## Your objective:
Give the lines of the records as a numbered list, starting at the line that contains "Could you point at the light" and ending with the last line of the records. Omit any blank lines.

# start of Material supplied

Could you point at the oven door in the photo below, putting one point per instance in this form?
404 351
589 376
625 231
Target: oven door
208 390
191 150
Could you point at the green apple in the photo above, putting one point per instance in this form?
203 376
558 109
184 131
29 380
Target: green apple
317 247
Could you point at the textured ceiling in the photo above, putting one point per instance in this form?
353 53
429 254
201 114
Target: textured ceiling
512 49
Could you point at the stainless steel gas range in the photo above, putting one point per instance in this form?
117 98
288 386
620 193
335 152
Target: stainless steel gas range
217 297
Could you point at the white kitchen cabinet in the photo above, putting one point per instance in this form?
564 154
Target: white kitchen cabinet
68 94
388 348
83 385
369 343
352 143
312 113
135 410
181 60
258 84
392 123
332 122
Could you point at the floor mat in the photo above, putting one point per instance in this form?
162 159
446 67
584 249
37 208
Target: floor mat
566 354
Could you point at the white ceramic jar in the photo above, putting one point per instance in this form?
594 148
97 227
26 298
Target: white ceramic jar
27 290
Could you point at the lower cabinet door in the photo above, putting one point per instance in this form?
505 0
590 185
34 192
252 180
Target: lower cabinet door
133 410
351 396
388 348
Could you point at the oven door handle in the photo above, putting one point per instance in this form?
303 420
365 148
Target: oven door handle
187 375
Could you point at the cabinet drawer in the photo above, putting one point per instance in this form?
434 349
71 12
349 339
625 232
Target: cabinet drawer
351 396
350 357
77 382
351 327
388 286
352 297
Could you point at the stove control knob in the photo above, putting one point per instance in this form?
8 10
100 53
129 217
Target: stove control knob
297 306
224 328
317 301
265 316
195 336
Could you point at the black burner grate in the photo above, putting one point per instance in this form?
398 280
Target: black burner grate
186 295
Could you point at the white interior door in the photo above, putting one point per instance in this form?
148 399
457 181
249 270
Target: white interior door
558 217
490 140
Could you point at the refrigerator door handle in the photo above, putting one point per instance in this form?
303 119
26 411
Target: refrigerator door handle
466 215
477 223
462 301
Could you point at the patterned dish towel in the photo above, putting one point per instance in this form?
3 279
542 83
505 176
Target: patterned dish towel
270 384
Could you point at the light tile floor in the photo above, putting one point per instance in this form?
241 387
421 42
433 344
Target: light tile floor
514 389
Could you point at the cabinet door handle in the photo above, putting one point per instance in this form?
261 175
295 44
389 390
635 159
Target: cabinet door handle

# end of Material supplied

## The result:
1. Could you point at the light tile floor in the photo above, putting one point per instance in this form?
2. 241 387
3. 421 42
4. 433 344
5. Target: light tile floor
6. 514 389
7. Could you point at the cabinet door handle in the photo above, putting one point per instance in this form?
8. 261 175
9. 295 44
10. 389 390
11. 635 159
12. Target: cabinet door handle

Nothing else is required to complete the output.